▶ **Task statement**:
Please extract every line of the entries below that contains the word "water".

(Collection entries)

## START

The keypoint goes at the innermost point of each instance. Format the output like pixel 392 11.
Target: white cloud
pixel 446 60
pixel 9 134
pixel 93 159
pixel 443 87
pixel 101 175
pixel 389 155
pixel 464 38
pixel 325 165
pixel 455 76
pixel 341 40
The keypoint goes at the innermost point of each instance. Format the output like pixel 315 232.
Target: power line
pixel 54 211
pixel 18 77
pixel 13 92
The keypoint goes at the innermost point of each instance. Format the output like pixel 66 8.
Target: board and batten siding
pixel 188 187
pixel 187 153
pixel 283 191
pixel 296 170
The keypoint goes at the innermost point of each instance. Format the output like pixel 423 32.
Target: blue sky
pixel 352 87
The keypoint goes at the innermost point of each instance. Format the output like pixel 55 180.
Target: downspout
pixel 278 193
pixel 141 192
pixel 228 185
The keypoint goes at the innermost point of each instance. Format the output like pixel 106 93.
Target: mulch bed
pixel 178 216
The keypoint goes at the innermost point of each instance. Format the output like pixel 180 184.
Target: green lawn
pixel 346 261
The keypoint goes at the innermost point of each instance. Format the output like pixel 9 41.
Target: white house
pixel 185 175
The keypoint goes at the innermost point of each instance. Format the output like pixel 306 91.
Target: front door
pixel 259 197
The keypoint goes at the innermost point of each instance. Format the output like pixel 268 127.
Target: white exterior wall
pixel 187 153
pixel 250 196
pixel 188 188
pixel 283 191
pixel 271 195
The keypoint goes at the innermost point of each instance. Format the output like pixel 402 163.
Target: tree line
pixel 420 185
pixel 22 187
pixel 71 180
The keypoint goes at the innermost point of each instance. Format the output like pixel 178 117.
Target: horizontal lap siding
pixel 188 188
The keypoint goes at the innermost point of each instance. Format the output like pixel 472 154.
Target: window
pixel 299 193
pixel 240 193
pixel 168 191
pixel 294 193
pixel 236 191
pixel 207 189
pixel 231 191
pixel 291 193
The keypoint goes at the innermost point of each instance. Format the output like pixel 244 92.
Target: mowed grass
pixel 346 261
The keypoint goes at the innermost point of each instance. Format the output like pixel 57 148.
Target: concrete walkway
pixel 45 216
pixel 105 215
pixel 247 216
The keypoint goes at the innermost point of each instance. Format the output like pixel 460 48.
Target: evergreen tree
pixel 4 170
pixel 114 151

## END
## START

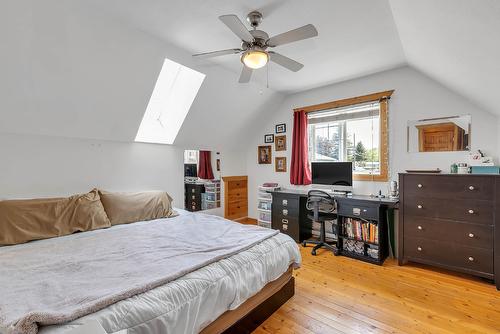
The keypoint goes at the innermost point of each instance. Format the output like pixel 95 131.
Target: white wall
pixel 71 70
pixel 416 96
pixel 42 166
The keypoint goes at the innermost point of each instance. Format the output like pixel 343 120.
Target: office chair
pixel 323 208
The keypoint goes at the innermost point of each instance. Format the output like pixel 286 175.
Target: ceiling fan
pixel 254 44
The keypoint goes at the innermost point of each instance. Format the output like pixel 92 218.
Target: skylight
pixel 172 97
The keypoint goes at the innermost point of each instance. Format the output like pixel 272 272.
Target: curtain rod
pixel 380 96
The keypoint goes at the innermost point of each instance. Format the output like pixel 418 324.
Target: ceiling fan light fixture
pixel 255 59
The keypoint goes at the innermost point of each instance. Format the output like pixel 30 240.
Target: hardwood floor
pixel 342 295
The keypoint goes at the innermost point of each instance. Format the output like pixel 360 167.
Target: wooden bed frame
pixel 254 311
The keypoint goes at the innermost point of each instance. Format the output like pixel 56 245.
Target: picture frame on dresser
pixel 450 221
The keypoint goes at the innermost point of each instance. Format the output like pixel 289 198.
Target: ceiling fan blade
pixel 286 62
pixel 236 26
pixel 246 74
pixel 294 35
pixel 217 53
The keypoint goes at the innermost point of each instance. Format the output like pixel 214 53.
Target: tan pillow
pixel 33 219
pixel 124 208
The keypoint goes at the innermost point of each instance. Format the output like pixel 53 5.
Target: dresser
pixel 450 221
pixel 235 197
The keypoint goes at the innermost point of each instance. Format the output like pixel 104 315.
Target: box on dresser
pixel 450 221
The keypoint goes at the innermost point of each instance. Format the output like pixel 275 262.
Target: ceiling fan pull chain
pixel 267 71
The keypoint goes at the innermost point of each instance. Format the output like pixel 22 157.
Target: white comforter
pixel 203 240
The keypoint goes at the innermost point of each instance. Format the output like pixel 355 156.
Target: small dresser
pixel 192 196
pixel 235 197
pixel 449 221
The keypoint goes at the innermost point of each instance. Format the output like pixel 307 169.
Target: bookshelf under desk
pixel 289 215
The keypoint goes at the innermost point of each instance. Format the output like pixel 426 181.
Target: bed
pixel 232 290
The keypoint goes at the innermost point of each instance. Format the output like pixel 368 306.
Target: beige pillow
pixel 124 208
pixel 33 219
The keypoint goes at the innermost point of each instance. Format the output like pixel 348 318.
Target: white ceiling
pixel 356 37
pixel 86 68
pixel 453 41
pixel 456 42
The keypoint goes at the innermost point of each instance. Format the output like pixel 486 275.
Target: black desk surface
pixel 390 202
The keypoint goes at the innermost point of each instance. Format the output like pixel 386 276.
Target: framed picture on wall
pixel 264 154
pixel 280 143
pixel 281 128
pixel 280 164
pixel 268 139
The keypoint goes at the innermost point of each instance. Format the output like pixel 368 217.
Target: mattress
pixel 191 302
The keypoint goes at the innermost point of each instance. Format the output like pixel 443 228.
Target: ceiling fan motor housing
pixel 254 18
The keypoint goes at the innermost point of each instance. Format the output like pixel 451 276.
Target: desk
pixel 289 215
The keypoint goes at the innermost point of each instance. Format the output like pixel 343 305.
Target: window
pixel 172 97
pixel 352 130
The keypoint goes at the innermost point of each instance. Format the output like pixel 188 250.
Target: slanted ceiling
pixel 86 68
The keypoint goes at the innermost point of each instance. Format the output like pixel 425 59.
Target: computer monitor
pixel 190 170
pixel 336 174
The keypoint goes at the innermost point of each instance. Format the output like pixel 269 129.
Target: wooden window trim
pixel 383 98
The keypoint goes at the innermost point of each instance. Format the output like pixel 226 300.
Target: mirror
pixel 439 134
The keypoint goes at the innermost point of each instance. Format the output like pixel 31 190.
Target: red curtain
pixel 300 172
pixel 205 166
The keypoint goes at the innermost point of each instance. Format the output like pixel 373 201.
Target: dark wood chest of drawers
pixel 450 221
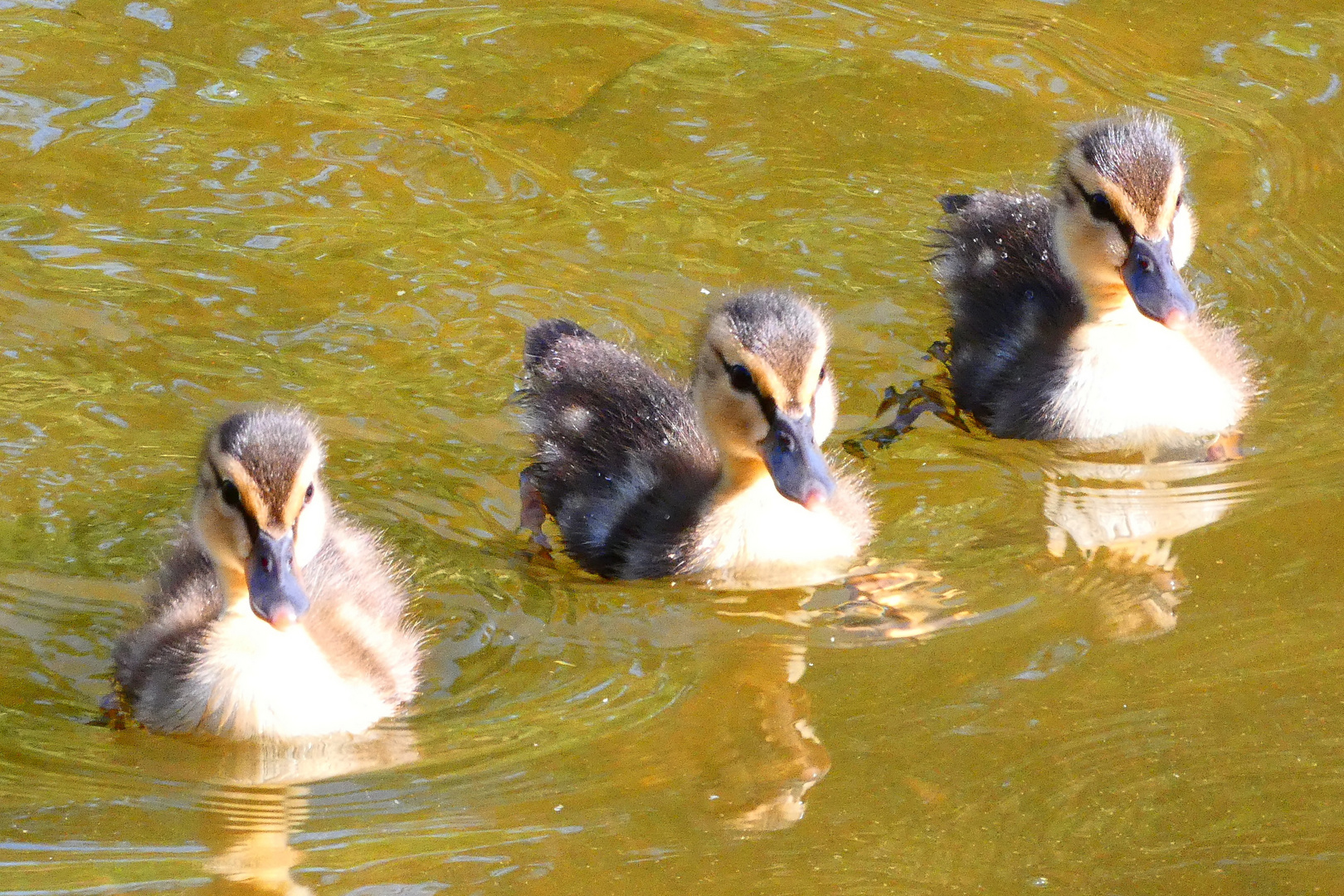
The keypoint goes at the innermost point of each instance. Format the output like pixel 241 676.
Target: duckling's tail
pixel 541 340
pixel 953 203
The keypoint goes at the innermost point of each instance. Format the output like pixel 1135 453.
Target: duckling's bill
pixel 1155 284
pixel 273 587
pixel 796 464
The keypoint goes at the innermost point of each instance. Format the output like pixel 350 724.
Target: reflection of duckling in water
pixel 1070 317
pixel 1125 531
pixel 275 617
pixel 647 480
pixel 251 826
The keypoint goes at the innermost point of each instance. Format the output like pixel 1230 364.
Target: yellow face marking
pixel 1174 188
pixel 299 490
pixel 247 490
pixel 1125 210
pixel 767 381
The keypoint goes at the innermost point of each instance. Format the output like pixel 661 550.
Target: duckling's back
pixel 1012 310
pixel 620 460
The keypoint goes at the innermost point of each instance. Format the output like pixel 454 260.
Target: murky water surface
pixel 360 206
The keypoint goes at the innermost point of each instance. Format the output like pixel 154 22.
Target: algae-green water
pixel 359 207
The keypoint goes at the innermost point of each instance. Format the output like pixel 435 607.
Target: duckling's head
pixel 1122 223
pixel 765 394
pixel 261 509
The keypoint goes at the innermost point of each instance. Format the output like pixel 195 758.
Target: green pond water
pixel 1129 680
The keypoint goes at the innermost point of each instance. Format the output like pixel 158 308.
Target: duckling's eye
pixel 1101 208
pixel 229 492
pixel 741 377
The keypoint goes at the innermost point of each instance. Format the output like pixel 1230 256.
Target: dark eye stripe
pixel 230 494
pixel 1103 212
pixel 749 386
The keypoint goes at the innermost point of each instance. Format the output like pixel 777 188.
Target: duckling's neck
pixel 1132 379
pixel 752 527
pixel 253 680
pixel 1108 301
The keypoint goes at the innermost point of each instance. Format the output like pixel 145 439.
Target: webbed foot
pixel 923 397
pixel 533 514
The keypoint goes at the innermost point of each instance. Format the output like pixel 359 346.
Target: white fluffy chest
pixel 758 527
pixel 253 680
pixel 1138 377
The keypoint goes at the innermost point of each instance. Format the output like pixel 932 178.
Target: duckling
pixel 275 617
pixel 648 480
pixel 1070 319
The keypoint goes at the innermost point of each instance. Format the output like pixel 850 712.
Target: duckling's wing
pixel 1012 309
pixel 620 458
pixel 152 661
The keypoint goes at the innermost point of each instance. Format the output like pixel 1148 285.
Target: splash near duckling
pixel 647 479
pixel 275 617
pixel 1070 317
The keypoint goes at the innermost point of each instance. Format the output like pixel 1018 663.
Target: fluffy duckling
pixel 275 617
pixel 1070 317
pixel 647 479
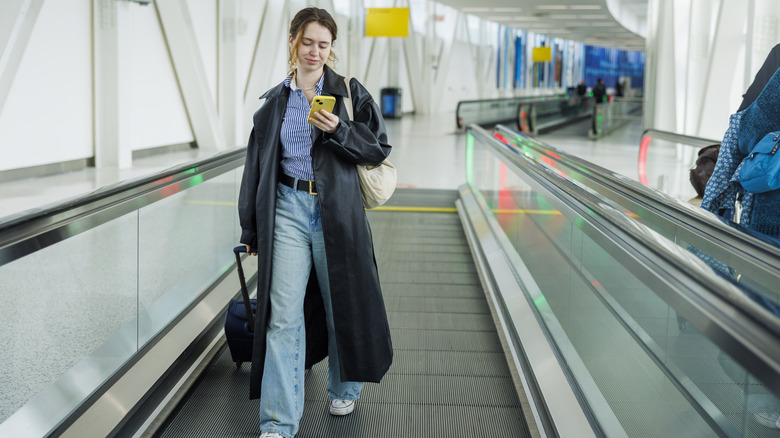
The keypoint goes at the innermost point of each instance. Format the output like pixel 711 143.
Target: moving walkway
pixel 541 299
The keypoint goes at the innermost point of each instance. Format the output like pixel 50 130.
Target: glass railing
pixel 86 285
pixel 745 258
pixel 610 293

## END

▶ **The output**:
Target: reflection of duckling in water
Target: murky water surface
Target: algae-green water
Target: green pond water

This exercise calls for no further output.